HOW TO COMPLETE THIS TASK
In the case summary below, condense the paragraph that begins "At the end of the trial" into a short list that keeps its main facts.

EXTRACT PROVIDED
The petitioner, Donald Ray Wackerly, was convicted of first-degree murder and robbery of Pan Sayakhoummane near a fishing dam.  At trial, the State argued that Mr. Wackerly was eligible for the death penalty due to two aggravating circumstances: (1) that the murder was committed in a manner aimed to avoid or prevent a lawful arrest or protection; and, (2) that there was a probability that Mr. Wackerly would commit future criminal acts of violence that would constitute a continuing threat to society.  Okla. Stat. tit. 21 § 701.12. 

The State presented testimony from both Mr. Wackerly’s estranged wife and her brother, Curtis Jones.  Mrs. Wackerly accounted the details of what had happened including how Mr. Wackerly went to a remote location to select his victim and instructed her to make sure no one else was around.  She further stated that Mr. Wackerly casually proceeded to a Sonic Drive-In for dinner, without any remorse, after murdering and disposing of Mr. Sayakhoummane’s body.  Mr. Jones further testified that Mr. Wackerly had confessed to him that he had “killed a man at the dam.”  As additional support for the second argument, the State presented evidence that Mr. Wackerly committed armed robbery of a convenience store only nine days after Mr. Sayakhoummane’s murder.  For its part, the defense presented three witnesses who testified that Mr. Wackerly had been a reliable employee, had been unprepared for life by his parents, and had a great relationship with his step-sister’s son.

At the end of the trial, the jury sentenced Mr. Wackerly to death for murder and life imprisonment for robbery.  The judgment was affirmed on direct appeal by the Oklahoma Court of Criminal Appeals, and Mr. Wackerly’s motion for post-conviction relief was denied.  Mr. Wackerly then filed a 28 U.S.C. § 2254 habeas petition attesting his conviction in federal district court.  The district court denied relief and also denied a certificate of appealability (COA).  The Tenth Circuit granted Mr. Wackerly a COA to decide whether the “trial counsel was ineffective for failing to investigate and present mitigating evidence at the penalty phase of his trial.” 

In the Tenth Circuit’s de novo review, the Court followed Strickland analysis of evaluating whether trial counsel “committed serious errors in light of ‘prevailing professional norms’ such that his legal representation fell below an objective standard of reasonableness” and whether the deficient performance mattered in the sentencing.  Strickland v. Washington, 466 U.S. 668, 694, 688 (1984).  Addressing the second prong, the Court concluded that the State’s case and aggravating factors were strong enough to overcome the totality of the mitigating factors that counsel failed to develop or present.  Finding no serious question of Mr. Wackerly’s “moral culpability and awareness of his actions,” the Court of Appeals pointed at evidence supporting the two statutory aggravating factors to reason that “this case [was] in no way analogous to those in which [the court has] found the State’s evidence on guilt and the aggravating circumstances comparatively weak.”  See, e.g., Mayes v. Gibson, 210 F.3d 1284, 1291 (10th Cir. 2000).

Next, the Tenth Circuit focused on the double-edged nature of the mitigating evidence proffered by Mr. Wackerly, concluding that “whatever mitigating effect such evidence might have had if presented, ‘it is just as likely the jury would react negatively’ to it.”  Mr. Wackerly blamed his counsel for failing to represent, among other things, evidence of his substance abuse, evidence that he suffered from certain psychological maladies, and evidence of his difficult childhood.  Although Mr. Wackerly believed there was some mitigating value in his suggested evidence, the Court of Appeals emphasized that the evidence would have also acted to strengthen the State’s case of guilt by providing further proof of criminal motivation, threat, and behavior.  In affirming the district court’s decision, the Tenth Circuit found that this “simply [was] not a case where unproduced mitigation evidence is of such a kind and quality as to call into question the outcome of Mr. Wackerly’s penalty phase proceedings.”

EXCERPTED RECORDS
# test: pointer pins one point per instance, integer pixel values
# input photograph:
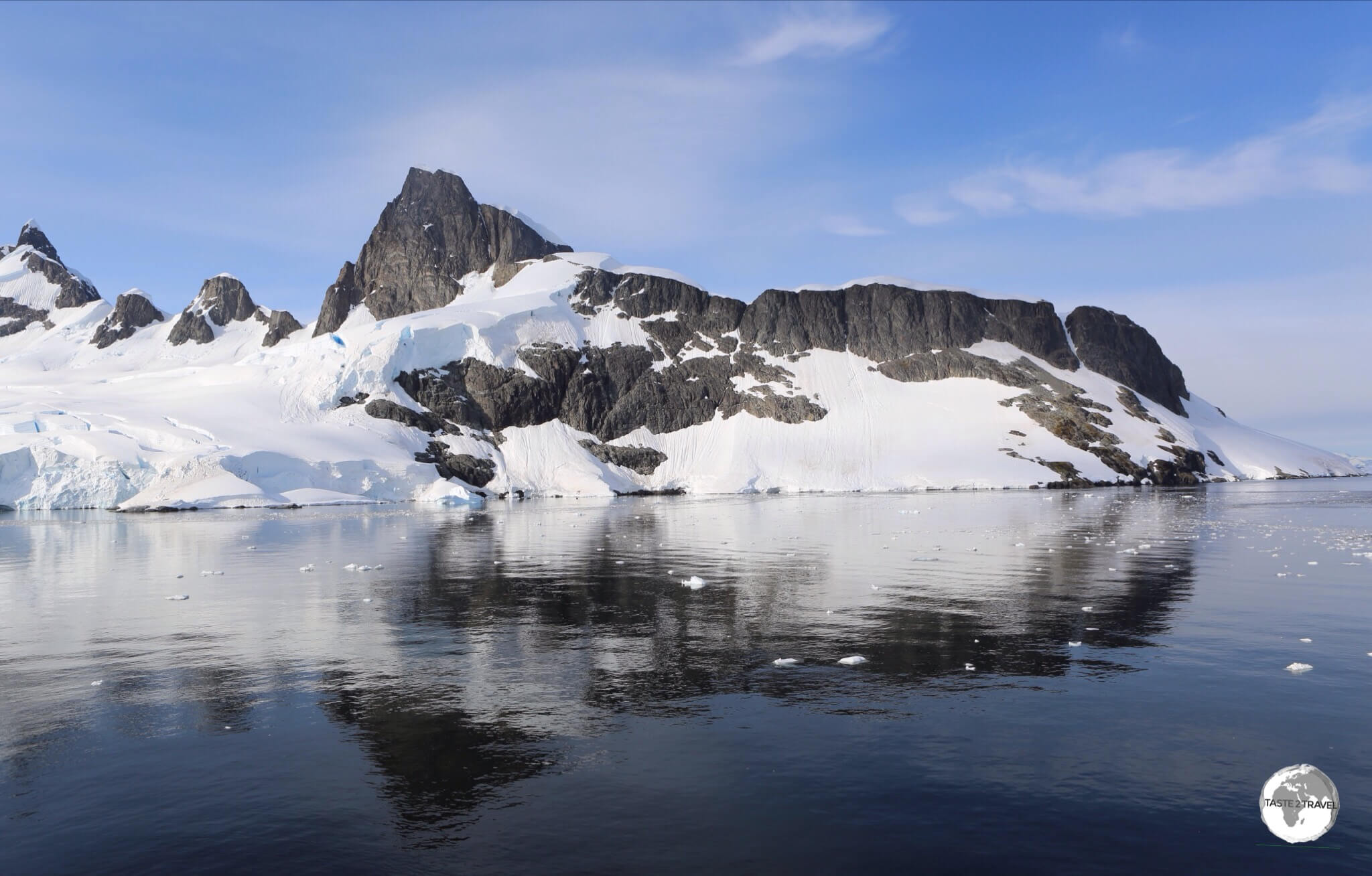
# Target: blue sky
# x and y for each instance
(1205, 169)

* * *

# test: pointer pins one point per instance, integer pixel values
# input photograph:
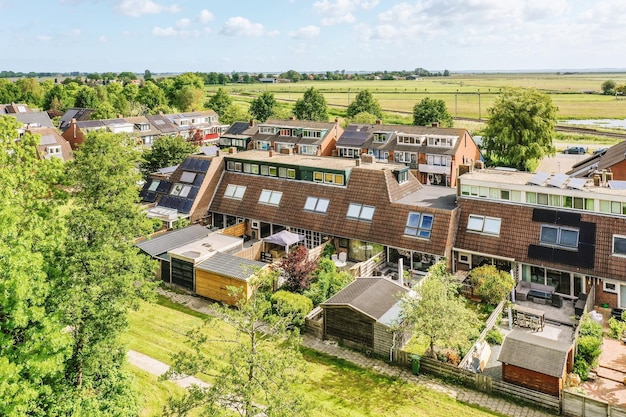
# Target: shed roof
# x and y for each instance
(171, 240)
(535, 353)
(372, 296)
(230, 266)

EXERCISE SOLUTION
- The jury sentenced Mr. Wackerly to death for murder and to life imprisonment for robbery.
- The Oklahoma Court of Criminal Appeals affirmed the judgment on direct appeal, and his motion for post-conviction relief was denied.
- He filed a 28 U.S.C. § 2254 habeas petition in federal district court. That court denied relief and a certificate of appealability (COA).
- The Tenth Circuit granted a COA on whether trial counsel was ineffective for failing to investigate and present mitigating evidence at the penalty phase.